Top of Study material
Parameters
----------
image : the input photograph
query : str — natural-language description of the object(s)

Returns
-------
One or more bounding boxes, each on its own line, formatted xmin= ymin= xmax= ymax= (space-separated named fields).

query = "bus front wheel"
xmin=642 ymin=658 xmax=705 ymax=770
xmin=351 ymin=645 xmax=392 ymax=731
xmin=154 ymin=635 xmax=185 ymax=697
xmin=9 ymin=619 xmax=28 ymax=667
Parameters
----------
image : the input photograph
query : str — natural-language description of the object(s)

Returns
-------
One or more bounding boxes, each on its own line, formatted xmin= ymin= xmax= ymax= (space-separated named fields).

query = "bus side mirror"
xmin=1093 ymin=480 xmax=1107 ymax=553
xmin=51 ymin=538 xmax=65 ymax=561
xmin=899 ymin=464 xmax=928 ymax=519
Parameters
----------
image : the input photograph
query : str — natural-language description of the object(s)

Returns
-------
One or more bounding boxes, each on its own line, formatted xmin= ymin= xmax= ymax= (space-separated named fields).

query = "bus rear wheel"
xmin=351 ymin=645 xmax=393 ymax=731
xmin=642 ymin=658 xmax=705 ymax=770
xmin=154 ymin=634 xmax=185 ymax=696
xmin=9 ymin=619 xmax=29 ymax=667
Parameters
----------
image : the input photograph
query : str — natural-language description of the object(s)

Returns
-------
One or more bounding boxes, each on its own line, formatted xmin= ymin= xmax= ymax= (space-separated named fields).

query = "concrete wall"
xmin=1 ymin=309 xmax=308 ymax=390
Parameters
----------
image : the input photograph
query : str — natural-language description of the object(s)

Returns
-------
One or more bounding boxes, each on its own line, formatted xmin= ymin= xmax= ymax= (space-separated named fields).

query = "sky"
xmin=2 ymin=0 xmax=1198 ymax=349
Bottom of Study material
__Task description__. Repeat each entry exactly.

__Exercise solution__.
Parameters
----------
image : the input photograph
query : str — natural-language description of the object(s)

Returns
-------
One or more bounding boxes, each on its own line, formatted xmin= ymin= xmax= ymax= (space-separated named fields).

query = "bus front wheel"
xmin=642 ymin=658 xmax=705 ymax=770
xmin=351 ymin=645 xmax=392 ymax=731
xmin=154 ymin=635 xmax=185 ymax=697
xmin=9 ymin=619 xmax=28 ymax=667
Parameters
----------
image : the input photograph
query : str — natural-language description of the object(s)

Returns
-------
One or more bounding boxes, each on its own line, formatted xmin= ymin= xmax= ymax= (space-separated named fields).

query = "bus side mirror"
xmin=1093 ymin=480 xmax=1107 ymax=553
xmin=51 ymin=538 xmax=65 ymax=561
xmin=899 ymin=464 xmax=928 ymax=519
Parameters
----------
image : the input photograph
query : str — natural-language description of the object(s)

Returns
-------
One or more bounding boxes, each on its own line, formatted xmin= ymin= xmax= ymax= (space-separated named fields).

query = "bus rear wheel"
xmin=351 ymin=645 xmax=393 ymax=731
xmin=642 ymin=658 xmax=705 ymax=770
xmin=154 ymin=634 xmax=185 ymax=696
xmin=9 ymin=619 xmax=29 ymax=667
Parameters
----------
image : the input photograph
query : str — natural-language description of the object(s)

Returns
-------
One or more bounding boxes, each on its own line, formatted xmin= ymin= xmax= ymax= (space-separated named fields).

query = "concrete wall"
xmin=1 ymin=309 xmax=308 ymax=390
Parameters
----------
image : the input photograph
query : str — natural-language description of the object(s)

Returns
-------
One or more bounding boxes, each on its own line, formatted xmin= ymin= xmax= ymax= (space-separated named fields).

query = "sky"
xmin=2 ymin=0 xmax=1198 ymax=349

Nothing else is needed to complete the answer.